# WRITTEN REQUEST 1:
Write out the part of the BigQuery overview that starts with "Although I am" and goes on through "well as OAuth.".
# WRITTEN REQUEST 2:
According to the BigQuery overview, why did the writer decide to explore Google BigQuery further?

# EXTRACT TO READ:
-- BEGIN --

Although I am mainly Microsoft and Azure centric guy,after reading a bit on Google Big Query it got me interested. Therefore I decided to explore it a bit more as well here.
BigQuery is a RESTful web service that enables interactive analysis of massively large datasets working in conjunction with Google Storage. It is an Infrastructure as a Service (IaaS) that may be used complementarily with MapReduce. BigQuery (BQ) is reportedly based on Dremel,a scalable, interactive ad hoc query system for analysis of read-only nested data. To use the data in BigQuery, it first must be uploaded to Google Storage and in a second step imported using the BigQuery HTTP API. BigQuery requires all requests to be authenticated, supporting a number of Google-proprietary mechanisms as well as OAuth.

-- END --

# DATA SUPPLIED:

-- BEGIN --

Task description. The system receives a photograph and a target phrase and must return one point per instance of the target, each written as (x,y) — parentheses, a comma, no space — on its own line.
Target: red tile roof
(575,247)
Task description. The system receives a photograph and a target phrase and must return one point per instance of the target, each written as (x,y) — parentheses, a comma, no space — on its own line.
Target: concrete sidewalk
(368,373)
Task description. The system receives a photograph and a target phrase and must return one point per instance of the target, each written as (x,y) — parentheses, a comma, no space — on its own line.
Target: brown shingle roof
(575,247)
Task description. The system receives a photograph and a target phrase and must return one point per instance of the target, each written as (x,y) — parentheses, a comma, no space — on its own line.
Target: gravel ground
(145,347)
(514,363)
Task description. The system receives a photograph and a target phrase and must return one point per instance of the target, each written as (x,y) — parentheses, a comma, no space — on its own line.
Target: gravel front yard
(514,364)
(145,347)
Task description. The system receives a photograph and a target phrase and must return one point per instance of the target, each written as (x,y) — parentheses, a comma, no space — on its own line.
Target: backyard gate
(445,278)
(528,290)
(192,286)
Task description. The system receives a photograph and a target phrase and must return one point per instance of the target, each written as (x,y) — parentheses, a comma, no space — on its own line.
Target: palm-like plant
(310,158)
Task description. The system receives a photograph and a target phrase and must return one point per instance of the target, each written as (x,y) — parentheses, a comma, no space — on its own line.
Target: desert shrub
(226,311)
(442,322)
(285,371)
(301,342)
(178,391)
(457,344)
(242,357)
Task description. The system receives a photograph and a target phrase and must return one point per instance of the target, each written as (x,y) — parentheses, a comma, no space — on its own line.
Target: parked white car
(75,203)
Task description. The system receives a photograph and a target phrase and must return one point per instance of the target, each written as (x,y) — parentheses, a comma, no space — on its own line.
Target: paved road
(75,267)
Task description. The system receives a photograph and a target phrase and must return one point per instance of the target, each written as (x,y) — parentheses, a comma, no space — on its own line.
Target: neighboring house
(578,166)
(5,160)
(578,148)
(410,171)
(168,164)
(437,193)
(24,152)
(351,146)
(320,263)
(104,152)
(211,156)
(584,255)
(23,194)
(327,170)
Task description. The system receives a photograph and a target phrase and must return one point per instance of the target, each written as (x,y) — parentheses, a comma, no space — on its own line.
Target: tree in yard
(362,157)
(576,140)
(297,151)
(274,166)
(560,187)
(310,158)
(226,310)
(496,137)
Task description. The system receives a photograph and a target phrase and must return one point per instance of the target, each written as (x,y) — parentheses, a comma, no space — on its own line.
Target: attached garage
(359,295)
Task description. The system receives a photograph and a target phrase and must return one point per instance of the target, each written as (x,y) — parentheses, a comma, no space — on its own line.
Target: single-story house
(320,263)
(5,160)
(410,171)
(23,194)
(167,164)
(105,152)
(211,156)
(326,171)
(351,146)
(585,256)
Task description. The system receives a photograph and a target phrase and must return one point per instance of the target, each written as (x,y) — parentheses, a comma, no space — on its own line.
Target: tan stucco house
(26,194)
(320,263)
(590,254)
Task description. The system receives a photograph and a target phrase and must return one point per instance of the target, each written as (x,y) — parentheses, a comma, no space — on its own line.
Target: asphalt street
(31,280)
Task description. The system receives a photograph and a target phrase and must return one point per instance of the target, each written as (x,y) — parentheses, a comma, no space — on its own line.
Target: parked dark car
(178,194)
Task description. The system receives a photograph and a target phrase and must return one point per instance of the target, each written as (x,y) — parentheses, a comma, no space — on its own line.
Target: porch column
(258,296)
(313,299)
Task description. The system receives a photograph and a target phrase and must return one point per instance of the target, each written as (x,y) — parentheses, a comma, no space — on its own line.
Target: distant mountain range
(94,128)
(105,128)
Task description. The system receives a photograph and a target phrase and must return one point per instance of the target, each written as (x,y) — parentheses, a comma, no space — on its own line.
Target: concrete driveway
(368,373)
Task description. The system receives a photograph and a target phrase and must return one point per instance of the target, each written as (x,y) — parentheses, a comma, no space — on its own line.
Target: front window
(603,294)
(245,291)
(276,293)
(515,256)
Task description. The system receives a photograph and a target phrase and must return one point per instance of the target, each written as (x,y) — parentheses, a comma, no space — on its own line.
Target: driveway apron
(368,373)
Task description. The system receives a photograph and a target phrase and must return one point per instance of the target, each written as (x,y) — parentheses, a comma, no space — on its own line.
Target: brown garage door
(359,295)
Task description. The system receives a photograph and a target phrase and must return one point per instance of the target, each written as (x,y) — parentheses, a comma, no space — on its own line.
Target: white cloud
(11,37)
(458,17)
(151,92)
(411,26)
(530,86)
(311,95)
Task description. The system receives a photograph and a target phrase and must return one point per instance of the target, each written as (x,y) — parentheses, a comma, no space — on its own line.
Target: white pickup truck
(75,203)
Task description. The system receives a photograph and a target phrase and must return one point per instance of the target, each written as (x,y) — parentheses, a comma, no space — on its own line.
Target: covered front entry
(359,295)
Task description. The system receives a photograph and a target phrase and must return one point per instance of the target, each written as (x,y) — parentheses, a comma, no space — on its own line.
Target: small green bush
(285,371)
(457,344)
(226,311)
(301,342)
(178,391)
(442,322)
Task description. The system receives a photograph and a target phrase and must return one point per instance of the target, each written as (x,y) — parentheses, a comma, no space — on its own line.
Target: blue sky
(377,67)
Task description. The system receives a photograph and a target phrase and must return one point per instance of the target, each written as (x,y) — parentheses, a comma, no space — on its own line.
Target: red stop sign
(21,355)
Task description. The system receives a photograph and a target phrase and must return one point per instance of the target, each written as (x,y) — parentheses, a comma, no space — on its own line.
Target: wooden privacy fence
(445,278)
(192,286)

-- END --
-- BEGIN --

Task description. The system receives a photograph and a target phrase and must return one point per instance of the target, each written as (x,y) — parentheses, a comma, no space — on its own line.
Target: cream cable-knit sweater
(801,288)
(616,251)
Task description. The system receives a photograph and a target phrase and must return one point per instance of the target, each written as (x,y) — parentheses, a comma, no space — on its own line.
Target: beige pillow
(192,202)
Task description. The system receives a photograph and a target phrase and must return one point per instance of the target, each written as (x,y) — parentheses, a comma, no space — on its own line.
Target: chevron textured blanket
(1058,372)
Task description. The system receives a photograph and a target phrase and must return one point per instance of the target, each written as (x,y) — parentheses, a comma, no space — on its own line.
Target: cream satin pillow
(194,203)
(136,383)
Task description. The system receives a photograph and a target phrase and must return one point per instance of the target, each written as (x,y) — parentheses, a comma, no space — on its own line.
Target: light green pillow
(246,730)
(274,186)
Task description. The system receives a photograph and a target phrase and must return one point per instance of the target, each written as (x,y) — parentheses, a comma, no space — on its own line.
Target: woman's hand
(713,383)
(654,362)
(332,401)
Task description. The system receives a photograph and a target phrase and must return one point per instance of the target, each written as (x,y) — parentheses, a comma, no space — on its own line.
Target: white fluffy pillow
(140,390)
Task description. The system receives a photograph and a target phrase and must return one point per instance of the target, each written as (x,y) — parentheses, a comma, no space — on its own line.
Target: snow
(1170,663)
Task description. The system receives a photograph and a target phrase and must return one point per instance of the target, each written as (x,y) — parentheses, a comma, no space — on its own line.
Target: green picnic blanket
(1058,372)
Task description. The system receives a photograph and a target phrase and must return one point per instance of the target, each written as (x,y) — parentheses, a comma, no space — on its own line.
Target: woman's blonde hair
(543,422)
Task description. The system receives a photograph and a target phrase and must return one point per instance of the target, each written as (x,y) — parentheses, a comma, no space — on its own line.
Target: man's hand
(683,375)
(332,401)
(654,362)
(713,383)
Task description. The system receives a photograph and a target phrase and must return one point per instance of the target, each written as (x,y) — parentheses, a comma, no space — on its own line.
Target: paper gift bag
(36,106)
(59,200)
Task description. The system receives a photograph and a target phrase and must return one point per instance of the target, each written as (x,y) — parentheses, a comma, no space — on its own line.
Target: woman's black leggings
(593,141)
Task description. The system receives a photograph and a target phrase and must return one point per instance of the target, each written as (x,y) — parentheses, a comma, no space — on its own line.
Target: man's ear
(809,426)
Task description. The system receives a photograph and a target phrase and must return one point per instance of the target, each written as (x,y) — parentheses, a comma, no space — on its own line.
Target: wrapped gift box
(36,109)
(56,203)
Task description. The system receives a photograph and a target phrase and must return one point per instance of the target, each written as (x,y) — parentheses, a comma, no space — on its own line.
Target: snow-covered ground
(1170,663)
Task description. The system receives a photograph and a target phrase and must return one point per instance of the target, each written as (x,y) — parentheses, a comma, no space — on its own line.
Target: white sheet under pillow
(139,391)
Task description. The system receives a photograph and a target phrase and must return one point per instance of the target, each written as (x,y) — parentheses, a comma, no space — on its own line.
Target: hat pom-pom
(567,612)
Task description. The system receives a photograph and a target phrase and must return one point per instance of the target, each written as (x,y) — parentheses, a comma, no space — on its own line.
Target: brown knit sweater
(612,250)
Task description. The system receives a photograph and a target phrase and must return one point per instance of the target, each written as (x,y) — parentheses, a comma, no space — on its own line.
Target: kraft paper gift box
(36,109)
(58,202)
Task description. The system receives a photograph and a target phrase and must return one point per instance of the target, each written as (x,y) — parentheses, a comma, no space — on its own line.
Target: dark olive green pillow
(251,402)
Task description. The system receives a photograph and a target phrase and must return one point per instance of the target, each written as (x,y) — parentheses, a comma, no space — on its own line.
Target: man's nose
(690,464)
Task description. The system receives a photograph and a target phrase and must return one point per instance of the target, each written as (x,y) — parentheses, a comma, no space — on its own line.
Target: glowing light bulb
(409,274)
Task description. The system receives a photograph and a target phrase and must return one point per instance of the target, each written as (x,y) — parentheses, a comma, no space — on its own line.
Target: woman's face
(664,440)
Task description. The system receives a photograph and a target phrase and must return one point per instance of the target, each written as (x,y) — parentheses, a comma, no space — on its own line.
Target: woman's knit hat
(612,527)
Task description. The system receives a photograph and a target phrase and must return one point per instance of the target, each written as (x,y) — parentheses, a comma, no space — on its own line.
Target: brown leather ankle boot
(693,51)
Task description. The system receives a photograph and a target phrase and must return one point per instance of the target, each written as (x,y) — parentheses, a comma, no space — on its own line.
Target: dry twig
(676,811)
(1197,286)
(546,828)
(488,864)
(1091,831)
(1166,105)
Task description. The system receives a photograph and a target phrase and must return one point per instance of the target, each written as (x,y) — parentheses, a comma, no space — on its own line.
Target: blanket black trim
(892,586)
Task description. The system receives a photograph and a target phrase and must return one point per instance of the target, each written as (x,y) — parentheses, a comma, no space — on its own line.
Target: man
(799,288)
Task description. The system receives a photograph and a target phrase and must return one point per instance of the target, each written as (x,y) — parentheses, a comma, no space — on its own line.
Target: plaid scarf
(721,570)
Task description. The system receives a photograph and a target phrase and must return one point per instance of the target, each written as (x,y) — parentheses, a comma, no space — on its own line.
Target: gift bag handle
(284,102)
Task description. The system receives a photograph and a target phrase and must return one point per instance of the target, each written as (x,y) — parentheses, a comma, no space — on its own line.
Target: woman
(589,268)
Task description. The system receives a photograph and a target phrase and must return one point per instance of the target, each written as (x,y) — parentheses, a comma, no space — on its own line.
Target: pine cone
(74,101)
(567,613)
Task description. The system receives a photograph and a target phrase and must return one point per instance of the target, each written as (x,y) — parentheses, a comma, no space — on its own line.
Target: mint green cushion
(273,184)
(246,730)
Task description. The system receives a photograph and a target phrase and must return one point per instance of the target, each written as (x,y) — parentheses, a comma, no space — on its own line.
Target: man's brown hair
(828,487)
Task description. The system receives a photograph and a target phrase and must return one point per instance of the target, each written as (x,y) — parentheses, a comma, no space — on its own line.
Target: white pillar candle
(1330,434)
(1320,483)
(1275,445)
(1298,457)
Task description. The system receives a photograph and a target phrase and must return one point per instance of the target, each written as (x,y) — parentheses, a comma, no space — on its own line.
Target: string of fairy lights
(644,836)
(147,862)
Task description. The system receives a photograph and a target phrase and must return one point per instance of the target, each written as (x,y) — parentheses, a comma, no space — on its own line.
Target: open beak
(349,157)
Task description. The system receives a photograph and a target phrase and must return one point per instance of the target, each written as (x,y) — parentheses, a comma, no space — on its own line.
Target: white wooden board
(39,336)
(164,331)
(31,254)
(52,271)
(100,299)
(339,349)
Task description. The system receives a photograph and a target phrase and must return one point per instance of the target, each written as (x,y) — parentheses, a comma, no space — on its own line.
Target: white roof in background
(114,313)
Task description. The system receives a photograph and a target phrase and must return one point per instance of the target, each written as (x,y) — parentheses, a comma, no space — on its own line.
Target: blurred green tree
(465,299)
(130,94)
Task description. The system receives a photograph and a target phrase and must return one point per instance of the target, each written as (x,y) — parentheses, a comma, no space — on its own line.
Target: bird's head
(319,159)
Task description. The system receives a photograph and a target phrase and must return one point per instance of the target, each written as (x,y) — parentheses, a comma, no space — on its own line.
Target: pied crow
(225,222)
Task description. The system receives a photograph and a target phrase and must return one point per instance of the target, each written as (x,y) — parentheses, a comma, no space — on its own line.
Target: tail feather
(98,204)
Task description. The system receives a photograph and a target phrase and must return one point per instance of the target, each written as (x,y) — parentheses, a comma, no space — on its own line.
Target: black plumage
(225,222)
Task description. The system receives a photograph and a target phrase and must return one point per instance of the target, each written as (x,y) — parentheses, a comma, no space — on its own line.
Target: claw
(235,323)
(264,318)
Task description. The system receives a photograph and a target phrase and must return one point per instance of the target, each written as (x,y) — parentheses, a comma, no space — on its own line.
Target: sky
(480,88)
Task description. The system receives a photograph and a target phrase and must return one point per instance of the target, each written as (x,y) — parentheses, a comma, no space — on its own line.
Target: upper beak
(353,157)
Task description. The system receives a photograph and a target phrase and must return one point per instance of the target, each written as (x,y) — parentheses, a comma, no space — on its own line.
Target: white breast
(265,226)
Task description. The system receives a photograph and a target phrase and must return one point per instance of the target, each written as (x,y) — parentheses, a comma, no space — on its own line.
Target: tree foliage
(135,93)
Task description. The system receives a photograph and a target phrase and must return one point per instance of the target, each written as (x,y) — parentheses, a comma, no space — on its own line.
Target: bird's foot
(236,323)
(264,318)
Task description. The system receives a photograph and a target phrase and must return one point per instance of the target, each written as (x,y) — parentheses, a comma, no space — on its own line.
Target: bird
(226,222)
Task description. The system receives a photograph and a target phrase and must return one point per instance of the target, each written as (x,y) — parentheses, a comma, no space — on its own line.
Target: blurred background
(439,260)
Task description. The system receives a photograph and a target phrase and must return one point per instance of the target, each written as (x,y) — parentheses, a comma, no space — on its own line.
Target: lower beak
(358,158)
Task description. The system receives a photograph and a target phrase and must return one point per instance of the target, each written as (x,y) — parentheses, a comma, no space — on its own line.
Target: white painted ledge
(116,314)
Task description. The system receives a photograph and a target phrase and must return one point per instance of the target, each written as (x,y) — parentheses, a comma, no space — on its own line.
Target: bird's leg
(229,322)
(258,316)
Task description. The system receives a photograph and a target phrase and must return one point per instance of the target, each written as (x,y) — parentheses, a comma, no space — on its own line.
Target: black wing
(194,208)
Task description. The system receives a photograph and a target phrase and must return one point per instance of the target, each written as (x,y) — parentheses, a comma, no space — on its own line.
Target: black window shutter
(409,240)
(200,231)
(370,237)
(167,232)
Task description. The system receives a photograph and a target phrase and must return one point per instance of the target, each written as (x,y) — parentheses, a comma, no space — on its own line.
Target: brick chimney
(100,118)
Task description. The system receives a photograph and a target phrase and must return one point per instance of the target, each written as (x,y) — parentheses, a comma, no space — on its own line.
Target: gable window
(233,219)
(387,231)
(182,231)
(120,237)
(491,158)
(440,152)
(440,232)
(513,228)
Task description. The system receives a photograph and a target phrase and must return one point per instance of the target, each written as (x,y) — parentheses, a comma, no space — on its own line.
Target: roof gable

-- END --
-- BEGIN --

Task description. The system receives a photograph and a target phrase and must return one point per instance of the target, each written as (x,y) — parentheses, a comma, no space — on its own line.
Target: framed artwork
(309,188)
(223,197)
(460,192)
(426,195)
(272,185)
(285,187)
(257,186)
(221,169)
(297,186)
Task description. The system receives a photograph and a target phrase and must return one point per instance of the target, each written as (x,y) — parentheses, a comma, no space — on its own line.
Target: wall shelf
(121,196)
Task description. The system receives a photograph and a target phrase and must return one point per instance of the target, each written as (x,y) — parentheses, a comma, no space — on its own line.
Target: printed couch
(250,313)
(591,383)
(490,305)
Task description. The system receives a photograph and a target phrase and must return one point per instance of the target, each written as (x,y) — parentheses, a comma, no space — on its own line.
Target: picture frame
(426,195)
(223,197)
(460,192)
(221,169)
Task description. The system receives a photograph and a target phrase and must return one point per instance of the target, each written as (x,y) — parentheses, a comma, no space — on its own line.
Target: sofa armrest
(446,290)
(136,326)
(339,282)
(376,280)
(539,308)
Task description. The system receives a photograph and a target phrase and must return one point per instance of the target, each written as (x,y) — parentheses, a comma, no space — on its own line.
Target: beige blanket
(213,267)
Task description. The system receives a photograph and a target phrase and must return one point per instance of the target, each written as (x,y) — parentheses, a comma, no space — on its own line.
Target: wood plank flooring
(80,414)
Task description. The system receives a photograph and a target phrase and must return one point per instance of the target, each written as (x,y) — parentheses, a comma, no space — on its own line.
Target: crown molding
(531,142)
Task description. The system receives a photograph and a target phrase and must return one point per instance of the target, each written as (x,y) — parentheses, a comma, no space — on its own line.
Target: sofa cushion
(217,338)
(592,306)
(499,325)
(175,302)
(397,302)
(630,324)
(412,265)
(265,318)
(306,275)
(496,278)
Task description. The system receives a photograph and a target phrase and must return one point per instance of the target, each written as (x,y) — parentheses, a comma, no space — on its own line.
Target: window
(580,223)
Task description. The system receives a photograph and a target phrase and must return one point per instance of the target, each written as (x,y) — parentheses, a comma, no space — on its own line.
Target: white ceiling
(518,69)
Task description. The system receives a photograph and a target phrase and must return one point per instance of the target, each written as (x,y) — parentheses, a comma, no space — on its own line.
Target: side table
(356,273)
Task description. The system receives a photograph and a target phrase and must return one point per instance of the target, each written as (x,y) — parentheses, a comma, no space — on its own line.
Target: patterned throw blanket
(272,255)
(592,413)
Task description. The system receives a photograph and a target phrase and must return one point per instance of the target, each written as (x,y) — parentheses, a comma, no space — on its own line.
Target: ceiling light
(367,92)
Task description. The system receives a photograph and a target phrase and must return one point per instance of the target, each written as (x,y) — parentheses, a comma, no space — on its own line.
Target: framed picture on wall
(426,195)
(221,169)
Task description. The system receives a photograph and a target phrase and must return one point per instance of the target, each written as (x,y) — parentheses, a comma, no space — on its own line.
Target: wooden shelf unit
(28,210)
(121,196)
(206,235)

-- END --

# REPLY 1:
Although I am mainly Microsoft and Azure centric guy,after reading a bit on Google Big Query it got me interested. Therefore I decided to explore it a bit more as well here.
BigQuery is a RESTful web service that enables interactive analysis of massively large datasets working in conjunction with Google Storage. It is an Infrastructure as a Service (IaaS) that may be used complementarily with MapReduce. BigQuery (BQ) is reportedly based on Dremel,a scalable, interactive ad hoc query system for analysis of read-only nested data. To use the data in BigQuery, it first must be uploaded to Google Storage and in a second step imported using the BigQuery HTTP API. BigQuery requires all requests to be authenticated, supporting a number of Google-proprietary mechanisms as well as OAuth.

# REPLY 2:
The writer decided to explore it because reading a bit about Google BigQuery sparked their interest. This happened even though the writer is mainly focused on Microsoft and Azure.